● **TO DO**
Please add 28 to every bounding box coordinate in the rows from the start through the line containing "left=125, top=114, right=177, bottom=129", both ends included. Write out all of those lines in full and leave the rest of their text unchanged.

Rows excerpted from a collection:
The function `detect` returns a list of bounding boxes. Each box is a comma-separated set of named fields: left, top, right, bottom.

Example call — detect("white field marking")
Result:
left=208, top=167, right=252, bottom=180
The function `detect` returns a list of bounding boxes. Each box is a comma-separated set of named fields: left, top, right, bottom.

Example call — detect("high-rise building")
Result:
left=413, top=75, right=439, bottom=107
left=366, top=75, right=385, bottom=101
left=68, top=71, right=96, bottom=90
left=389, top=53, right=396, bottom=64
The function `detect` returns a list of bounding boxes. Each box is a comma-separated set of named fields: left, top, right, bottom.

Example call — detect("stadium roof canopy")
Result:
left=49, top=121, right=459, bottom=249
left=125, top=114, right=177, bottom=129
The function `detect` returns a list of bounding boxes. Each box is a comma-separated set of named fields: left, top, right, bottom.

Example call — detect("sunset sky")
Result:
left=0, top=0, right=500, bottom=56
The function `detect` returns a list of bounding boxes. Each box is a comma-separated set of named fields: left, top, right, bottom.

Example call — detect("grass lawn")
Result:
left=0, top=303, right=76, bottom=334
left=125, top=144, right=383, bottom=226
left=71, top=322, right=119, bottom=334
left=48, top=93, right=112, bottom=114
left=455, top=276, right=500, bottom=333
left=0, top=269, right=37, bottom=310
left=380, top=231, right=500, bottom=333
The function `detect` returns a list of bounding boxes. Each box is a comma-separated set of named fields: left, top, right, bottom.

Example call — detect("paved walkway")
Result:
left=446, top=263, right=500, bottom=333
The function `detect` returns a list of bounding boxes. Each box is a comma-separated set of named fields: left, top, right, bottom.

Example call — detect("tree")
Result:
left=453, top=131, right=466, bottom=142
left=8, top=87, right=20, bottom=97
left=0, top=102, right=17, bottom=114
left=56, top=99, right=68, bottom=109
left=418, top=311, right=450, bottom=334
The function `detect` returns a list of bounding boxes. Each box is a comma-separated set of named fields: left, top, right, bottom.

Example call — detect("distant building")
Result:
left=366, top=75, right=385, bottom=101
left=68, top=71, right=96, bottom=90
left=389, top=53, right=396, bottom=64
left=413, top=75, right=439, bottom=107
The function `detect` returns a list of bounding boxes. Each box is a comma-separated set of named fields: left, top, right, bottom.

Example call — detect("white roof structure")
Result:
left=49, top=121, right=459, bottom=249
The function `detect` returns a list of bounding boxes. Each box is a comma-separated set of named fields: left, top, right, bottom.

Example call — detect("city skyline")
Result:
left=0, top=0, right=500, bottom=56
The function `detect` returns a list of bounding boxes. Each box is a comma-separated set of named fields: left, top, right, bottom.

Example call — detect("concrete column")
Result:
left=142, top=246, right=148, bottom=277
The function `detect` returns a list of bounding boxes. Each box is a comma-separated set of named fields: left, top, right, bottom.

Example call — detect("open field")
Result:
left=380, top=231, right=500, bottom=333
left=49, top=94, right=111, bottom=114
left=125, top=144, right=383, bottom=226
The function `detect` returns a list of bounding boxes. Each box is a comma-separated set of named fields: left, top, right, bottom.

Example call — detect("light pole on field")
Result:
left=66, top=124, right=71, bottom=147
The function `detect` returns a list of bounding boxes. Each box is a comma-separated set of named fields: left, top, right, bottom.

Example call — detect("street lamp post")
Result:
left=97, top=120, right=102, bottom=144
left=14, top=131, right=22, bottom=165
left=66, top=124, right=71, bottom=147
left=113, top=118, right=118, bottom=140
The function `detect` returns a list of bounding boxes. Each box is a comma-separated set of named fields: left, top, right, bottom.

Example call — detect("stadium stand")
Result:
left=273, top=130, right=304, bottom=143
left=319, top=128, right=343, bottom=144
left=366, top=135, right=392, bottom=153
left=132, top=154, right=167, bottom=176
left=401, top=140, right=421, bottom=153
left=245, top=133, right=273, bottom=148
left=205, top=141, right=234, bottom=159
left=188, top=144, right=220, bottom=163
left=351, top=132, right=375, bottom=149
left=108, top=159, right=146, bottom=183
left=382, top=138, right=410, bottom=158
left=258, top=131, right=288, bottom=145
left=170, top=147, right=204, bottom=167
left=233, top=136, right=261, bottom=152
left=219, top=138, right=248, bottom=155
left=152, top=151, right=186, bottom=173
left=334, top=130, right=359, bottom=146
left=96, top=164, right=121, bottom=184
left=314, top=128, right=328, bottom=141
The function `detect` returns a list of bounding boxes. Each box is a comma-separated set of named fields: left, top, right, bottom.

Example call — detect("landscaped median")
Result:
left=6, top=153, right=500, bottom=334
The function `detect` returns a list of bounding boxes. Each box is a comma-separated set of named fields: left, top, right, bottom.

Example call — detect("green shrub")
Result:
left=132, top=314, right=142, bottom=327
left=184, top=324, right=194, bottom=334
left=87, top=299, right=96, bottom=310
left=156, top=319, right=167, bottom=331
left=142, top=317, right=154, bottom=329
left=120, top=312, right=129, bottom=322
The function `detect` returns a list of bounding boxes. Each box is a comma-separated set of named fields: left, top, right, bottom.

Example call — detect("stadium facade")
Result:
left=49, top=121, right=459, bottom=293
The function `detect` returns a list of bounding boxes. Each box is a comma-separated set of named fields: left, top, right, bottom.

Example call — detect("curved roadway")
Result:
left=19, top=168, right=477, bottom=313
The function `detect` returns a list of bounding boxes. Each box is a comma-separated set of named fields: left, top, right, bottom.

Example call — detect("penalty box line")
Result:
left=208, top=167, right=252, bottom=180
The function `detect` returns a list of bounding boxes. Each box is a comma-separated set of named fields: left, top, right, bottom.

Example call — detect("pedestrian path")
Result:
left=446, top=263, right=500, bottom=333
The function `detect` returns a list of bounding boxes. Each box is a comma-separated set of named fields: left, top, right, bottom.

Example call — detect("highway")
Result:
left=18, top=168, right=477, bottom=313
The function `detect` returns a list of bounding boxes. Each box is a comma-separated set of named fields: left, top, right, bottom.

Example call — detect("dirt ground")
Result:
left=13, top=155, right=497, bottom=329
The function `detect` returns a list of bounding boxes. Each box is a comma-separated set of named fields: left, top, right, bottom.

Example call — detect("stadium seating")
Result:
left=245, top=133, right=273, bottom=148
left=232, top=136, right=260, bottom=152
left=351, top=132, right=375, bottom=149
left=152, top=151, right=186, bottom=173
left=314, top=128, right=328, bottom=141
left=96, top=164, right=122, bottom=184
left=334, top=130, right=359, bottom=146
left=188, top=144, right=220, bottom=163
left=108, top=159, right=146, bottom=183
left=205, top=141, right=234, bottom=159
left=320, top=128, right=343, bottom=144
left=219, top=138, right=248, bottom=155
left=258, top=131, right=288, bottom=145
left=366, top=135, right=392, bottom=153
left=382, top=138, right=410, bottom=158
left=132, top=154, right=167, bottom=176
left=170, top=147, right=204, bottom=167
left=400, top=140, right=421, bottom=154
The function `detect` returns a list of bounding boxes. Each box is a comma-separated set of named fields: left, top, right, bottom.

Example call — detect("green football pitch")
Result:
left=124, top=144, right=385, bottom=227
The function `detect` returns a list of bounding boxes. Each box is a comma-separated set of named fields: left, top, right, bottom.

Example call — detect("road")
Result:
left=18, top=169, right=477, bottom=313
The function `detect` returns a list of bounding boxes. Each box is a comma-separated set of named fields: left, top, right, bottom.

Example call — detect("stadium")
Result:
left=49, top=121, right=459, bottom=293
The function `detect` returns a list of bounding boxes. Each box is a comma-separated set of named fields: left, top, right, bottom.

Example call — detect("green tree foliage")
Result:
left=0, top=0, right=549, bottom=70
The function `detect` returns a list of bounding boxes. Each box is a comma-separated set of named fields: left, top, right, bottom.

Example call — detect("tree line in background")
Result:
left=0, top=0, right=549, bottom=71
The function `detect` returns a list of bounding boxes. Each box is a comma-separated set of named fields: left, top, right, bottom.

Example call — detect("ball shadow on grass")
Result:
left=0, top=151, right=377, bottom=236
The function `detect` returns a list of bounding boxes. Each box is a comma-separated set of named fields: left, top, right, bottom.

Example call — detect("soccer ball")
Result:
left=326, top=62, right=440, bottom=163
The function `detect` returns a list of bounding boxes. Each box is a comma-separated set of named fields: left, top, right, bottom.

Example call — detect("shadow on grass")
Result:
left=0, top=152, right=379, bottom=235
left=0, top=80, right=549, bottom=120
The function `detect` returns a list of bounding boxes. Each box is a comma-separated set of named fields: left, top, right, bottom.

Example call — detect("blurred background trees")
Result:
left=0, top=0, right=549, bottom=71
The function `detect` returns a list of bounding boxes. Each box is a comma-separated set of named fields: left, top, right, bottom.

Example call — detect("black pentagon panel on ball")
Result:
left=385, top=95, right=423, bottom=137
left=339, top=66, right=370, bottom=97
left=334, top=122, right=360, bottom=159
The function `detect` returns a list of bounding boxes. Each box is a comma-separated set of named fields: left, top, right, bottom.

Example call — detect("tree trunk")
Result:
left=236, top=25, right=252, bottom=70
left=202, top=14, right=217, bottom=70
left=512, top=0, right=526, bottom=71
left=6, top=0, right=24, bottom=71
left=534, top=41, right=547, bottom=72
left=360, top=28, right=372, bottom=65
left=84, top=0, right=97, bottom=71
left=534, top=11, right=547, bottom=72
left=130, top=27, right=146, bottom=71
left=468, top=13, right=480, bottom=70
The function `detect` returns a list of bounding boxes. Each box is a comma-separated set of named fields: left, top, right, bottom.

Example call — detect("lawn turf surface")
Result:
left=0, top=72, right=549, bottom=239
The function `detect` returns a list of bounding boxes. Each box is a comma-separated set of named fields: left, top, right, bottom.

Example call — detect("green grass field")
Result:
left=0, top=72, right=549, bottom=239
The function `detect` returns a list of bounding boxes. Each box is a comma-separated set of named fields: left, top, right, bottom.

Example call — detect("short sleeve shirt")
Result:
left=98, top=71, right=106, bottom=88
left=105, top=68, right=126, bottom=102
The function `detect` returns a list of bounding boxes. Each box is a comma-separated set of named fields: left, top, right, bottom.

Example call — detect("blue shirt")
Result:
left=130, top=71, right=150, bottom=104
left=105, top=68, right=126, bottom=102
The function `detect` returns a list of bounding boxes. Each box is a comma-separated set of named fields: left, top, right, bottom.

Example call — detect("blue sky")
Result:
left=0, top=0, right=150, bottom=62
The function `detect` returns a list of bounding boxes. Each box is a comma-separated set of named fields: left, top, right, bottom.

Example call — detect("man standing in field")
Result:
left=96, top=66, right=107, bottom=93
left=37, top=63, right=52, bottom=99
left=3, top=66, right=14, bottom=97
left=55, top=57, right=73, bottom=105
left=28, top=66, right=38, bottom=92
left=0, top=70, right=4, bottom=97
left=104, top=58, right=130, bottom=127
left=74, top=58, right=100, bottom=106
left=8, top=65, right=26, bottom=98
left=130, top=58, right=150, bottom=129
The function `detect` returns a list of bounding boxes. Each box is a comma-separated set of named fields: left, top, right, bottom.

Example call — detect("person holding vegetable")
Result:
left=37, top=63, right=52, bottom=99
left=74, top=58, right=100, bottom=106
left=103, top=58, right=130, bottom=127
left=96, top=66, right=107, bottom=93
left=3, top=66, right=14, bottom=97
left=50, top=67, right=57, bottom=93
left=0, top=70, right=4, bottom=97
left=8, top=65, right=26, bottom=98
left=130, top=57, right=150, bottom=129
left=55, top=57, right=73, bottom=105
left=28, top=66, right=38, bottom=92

● **EXERCISE SOLUTION**
The function `detect` returns a list of bounding boxes. Each box is a comma-separated set of named fields: left, top, right, bottom.

Example call — detect("white field marking")
Result:
left=236, top=195, right=280, bottom=208
The function `detect` returns a list of bounding boxes. Each box is a comma-separated set of named fields: left, top, right, bottom.

Example call — detect("high-rise building")
Result:
left=441, top=103, right=467, bottom=135
left=394, top=103, right=413, bottom=129
left=96, top=99, right=124, bottom=118
left=417, top=81, right=424, bottom=92
The function `detect` returns a list of bounding boxes. Each box is a comma-separated set of named fields: left, top, right, bottom.

Example call — detect("stadium roof canopy")
Result:
left=77, top=149, right=487, bottom=277
left=153, top=142, right=205, bottom=157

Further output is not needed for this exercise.